What lines in the records below contain the string "jacket"? Copy every one.

━━━━━━━━

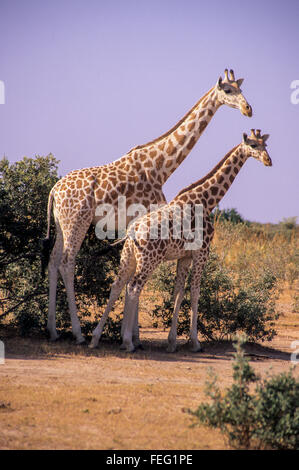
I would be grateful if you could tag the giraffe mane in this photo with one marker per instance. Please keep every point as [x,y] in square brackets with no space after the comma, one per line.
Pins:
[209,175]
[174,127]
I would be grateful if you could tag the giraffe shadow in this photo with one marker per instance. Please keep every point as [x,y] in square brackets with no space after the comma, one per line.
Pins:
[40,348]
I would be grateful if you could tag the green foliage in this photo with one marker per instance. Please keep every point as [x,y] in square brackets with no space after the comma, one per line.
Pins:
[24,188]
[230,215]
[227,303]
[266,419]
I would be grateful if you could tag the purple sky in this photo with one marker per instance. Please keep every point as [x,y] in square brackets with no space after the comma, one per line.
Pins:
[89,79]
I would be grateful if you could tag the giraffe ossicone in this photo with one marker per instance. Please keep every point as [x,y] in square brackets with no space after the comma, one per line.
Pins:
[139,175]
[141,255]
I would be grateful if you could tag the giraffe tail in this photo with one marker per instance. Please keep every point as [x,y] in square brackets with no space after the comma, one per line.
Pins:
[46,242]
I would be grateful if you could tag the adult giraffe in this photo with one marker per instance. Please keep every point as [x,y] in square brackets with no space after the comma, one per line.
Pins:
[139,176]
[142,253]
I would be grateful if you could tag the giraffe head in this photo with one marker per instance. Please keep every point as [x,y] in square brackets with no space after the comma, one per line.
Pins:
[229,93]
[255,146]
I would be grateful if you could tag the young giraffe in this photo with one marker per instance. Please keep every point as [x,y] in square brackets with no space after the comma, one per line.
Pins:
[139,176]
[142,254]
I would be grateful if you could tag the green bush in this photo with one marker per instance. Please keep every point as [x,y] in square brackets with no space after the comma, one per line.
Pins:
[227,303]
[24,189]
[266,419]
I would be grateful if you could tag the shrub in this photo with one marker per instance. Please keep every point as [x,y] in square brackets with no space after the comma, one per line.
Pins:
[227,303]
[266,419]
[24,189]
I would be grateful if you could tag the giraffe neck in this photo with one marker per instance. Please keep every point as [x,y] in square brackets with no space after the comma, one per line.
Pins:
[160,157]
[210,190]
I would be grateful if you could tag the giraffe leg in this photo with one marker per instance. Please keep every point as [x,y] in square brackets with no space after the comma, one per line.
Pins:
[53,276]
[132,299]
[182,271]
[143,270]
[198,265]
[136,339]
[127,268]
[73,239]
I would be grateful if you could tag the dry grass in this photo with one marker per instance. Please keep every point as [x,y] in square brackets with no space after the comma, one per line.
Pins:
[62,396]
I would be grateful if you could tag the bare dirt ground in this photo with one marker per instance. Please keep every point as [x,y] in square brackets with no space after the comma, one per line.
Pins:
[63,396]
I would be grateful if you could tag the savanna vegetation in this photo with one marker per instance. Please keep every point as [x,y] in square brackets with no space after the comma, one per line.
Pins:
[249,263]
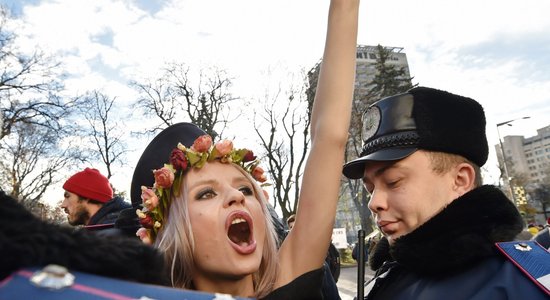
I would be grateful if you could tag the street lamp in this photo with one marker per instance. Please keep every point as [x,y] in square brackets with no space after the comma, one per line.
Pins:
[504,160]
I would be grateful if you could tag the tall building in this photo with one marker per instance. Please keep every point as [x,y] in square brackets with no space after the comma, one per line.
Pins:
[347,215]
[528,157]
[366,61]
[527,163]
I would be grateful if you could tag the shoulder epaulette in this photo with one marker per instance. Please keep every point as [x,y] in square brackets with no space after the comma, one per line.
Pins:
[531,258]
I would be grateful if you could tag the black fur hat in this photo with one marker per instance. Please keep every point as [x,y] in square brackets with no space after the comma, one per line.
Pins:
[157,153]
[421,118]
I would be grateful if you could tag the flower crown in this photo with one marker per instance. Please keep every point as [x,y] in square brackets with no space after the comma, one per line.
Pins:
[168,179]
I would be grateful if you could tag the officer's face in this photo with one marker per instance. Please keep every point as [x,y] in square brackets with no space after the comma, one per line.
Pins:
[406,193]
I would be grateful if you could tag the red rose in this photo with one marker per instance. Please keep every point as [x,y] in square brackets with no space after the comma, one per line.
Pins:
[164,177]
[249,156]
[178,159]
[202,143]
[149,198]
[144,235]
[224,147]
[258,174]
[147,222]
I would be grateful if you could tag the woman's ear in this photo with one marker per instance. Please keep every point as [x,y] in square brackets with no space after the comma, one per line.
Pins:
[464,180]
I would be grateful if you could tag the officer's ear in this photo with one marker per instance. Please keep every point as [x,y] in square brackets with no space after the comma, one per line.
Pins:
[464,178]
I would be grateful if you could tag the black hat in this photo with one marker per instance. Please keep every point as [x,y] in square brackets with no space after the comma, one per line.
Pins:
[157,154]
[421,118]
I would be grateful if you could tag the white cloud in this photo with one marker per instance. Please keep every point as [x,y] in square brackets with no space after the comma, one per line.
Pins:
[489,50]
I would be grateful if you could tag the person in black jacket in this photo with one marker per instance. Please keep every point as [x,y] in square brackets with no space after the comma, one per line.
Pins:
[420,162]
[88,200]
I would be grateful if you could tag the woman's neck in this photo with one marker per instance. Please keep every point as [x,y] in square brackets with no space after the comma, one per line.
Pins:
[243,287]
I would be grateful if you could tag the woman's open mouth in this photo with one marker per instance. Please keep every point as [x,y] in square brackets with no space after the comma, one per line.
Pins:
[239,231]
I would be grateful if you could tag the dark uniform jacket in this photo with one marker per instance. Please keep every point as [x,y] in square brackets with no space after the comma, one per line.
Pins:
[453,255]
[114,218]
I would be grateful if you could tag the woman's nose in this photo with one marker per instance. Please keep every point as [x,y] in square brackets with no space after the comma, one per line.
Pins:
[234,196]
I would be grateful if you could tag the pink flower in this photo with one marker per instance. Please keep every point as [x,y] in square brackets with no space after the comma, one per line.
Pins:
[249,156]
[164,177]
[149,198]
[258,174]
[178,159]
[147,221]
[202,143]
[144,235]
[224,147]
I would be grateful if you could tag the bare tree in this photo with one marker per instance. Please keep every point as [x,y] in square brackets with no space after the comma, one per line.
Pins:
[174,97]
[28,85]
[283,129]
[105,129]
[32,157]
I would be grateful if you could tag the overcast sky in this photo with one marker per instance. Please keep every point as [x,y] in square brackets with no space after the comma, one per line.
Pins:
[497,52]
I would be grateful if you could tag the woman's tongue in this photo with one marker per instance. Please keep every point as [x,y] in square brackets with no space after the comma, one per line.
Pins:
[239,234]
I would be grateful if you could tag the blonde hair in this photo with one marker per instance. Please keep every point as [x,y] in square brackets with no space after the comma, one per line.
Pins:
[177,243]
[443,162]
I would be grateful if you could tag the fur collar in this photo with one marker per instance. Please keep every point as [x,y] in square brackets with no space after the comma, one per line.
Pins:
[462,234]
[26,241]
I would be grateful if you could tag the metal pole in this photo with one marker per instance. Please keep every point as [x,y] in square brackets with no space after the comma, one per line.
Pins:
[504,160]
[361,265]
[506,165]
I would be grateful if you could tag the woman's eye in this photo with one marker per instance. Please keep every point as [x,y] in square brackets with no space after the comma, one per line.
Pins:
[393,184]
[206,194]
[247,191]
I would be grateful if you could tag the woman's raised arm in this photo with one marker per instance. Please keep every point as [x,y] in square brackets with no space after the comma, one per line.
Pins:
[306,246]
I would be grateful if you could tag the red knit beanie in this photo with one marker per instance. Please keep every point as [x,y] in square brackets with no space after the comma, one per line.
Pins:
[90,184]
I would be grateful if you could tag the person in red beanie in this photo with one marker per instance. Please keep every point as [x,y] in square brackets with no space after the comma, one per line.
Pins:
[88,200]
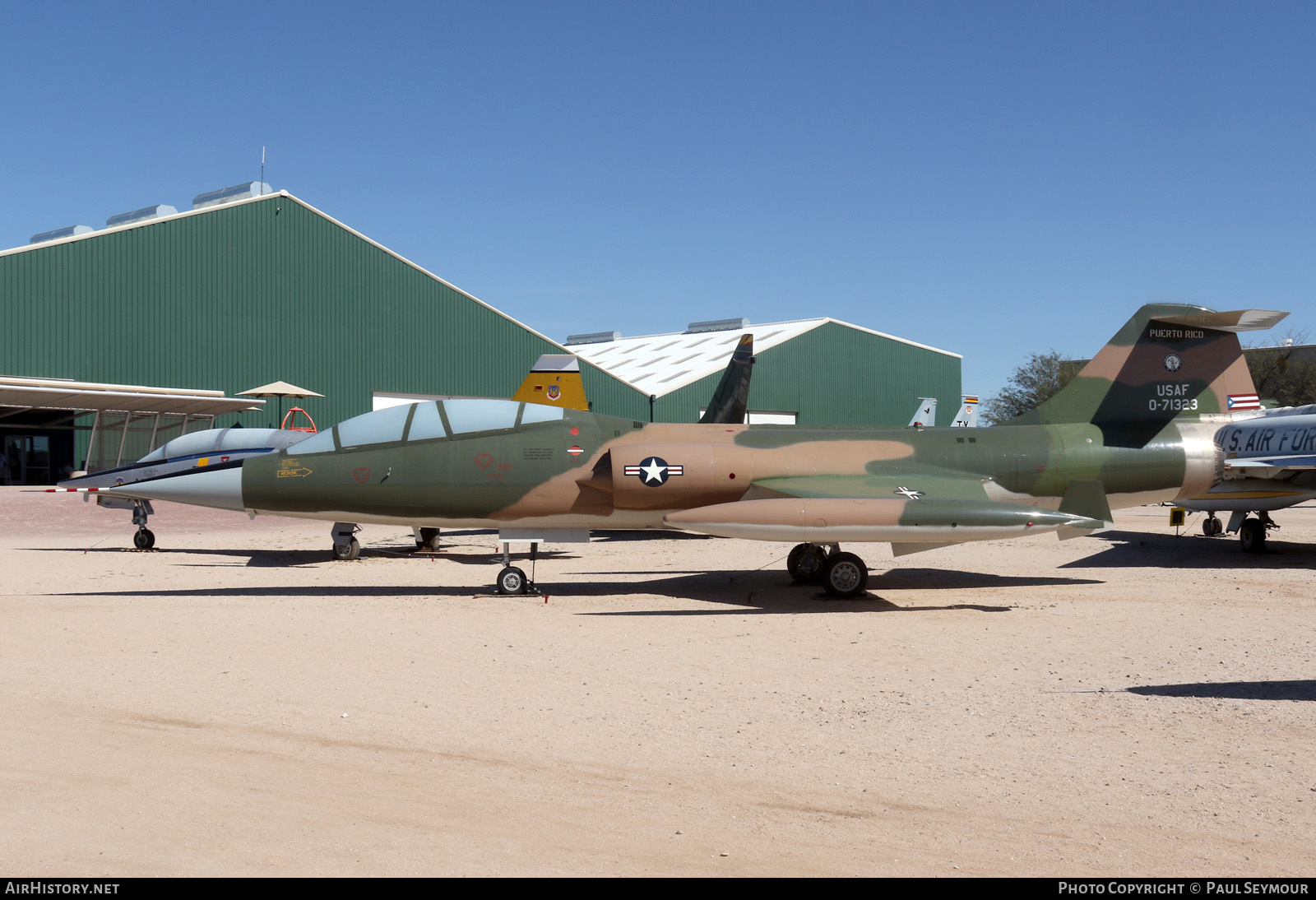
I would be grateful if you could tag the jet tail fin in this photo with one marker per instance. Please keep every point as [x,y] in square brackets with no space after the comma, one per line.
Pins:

━━━━━━━━

Solution to this exercise:
I would be grateful if you could tag the person in black jacket in this photo with one marker per instance. Please keep every point as [x,y] in square brackets with no space after the comma, one per line.
I would be grateful if you could tag the dark uniform jacket in this photo with one marker per instance. Please keep every point as [x,y] in square brackets with no space after the comma, one per line.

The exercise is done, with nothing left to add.